(Saved data entries)
***

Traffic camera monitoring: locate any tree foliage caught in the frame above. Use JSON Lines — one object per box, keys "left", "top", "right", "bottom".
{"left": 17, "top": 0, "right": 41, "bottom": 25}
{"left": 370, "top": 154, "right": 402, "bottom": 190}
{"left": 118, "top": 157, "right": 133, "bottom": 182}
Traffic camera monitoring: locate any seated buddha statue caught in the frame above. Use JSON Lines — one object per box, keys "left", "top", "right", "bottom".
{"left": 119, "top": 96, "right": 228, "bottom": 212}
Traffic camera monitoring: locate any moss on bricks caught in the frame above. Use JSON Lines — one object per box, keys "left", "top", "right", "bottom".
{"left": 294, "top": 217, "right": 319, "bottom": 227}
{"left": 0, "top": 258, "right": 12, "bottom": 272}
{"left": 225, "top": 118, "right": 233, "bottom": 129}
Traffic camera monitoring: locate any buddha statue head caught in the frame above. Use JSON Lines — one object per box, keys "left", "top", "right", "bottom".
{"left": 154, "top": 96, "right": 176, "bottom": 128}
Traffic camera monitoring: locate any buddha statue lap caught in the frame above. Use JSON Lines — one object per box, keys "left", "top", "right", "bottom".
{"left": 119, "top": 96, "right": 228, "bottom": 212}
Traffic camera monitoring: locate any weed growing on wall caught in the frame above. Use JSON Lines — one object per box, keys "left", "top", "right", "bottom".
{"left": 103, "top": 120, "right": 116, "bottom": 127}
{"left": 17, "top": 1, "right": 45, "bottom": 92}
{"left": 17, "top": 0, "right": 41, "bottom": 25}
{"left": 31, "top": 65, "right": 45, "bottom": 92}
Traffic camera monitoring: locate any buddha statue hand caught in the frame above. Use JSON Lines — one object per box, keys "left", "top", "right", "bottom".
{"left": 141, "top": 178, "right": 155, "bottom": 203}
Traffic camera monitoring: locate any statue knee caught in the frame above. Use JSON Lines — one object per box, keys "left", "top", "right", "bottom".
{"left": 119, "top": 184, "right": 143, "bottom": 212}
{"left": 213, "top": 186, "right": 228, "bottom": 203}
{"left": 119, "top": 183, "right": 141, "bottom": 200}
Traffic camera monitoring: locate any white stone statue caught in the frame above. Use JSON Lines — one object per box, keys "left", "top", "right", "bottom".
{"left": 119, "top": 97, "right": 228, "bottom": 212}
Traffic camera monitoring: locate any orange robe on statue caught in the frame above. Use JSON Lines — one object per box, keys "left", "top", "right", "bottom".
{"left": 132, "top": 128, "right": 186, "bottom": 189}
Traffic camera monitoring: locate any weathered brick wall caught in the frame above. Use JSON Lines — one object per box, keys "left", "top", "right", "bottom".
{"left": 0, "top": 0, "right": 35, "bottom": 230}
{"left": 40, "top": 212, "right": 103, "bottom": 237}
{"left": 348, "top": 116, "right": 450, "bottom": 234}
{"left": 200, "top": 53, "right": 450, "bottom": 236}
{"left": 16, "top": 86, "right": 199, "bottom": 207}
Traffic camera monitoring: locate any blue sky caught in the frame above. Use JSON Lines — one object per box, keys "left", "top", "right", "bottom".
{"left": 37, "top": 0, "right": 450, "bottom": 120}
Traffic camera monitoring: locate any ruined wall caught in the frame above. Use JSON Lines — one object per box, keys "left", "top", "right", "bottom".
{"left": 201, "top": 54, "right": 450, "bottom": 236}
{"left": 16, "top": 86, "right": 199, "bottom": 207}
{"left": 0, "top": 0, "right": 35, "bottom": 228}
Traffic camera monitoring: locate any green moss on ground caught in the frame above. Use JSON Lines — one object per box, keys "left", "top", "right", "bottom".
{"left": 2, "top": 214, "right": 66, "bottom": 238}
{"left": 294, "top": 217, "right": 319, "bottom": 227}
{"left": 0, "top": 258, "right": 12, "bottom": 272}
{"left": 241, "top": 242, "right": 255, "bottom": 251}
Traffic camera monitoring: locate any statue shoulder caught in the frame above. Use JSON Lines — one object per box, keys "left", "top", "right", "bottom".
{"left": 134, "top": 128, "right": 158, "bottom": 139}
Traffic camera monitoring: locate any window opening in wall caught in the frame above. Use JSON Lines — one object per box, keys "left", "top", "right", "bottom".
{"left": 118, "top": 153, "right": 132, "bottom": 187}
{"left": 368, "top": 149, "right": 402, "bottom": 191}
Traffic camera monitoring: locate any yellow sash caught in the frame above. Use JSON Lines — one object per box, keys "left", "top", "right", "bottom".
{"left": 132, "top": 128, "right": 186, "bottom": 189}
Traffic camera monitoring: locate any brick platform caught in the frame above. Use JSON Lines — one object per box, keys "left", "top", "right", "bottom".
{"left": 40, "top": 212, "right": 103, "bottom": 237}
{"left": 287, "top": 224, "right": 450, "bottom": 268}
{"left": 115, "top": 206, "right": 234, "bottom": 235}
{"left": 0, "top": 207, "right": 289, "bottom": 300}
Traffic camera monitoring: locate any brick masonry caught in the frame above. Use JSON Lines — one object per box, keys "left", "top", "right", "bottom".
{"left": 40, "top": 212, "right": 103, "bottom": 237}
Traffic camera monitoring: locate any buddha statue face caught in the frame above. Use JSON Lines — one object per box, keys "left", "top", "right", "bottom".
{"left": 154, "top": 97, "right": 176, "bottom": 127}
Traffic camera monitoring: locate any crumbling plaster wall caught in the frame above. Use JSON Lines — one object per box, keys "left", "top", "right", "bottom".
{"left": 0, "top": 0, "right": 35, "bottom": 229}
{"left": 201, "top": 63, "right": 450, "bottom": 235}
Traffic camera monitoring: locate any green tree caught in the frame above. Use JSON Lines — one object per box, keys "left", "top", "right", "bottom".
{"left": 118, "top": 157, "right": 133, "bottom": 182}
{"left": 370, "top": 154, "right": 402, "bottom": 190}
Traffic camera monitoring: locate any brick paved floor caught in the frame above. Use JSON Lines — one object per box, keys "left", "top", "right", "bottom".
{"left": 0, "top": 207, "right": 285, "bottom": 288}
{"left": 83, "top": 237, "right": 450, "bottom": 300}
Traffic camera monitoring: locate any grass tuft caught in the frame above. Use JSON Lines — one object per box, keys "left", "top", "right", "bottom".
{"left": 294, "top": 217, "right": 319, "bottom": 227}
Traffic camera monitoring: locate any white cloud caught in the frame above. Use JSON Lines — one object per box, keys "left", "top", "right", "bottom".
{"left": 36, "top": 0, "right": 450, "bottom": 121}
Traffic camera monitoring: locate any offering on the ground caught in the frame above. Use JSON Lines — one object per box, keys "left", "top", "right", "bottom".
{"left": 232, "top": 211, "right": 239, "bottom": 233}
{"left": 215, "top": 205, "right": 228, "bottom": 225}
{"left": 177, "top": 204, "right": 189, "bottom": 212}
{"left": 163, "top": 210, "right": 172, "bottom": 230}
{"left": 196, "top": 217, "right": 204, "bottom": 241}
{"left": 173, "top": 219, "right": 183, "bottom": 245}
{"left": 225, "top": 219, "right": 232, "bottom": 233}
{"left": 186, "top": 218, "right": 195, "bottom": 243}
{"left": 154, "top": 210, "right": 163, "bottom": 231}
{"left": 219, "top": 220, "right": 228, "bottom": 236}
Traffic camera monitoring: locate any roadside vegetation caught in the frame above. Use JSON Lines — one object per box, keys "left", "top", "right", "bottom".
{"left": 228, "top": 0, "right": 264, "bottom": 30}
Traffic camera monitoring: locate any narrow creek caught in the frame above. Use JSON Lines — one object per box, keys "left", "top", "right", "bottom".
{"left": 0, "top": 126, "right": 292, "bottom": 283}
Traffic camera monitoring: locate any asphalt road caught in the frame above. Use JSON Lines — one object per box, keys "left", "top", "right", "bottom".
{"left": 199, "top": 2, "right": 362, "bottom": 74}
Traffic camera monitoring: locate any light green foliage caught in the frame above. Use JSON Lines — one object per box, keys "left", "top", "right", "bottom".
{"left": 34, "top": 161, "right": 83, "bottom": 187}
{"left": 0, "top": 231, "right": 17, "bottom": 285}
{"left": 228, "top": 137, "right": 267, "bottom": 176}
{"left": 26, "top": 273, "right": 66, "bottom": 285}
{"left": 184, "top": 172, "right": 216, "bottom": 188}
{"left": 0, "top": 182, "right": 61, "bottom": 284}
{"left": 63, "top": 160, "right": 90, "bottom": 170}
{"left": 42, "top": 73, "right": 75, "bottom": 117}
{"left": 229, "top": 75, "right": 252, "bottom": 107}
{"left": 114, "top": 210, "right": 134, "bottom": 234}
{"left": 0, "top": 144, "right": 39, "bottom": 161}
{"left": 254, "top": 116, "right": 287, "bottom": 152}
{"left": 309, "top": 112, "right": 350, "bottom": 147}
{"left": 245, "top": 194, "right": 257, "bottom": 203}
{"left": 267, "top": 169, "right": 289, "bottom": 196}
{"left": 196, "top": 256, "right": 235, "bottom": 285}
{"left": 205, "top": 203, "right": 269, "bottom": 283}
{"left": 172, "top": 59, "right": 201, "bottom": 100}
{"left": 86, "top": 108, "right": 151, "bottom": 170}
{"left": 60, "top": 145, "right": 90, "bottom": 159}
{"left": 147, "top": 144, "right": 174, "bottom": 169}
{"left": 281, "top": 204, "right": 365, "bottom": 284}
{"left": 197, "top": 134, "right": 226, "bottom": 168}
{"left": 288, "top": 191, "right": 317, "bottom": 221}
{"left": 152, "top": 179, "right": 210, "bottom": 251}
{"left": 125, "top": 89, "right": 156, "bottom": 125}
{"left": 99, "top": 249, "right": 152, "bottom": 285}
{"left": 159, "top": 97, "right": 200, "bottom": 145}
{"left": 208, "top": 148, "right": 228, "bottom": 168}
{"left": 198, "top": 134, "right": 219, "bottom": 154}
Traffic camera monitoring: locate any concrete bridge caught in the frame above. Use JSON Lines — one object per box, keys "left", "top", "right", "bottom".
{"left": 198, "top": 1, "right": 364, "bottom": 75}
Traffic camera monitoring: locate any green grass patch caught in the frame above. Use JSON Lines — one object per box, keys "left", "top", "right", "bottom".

***

EXERCISE REQUIREMENTS: Each of the lines from the one that contains "Traffic camera monitoring: locate any concrete" through the last line of the data needs to be repeated exactly, with no others.

WRITTEN REPLY:
Traffic camera monitoring: locate any concrete bridge caught in the frame above. Use JSON Lines — one object per box, keys "left", "top", "right", "bottom".
{"left": 198, "top": 1, "right": 364, "bottom": 75}
Traffic camera monitoring: locate any green grass patch caught in the frame above. Use JSON Lines — one object per box, keys "left", "top", "right", "bottom".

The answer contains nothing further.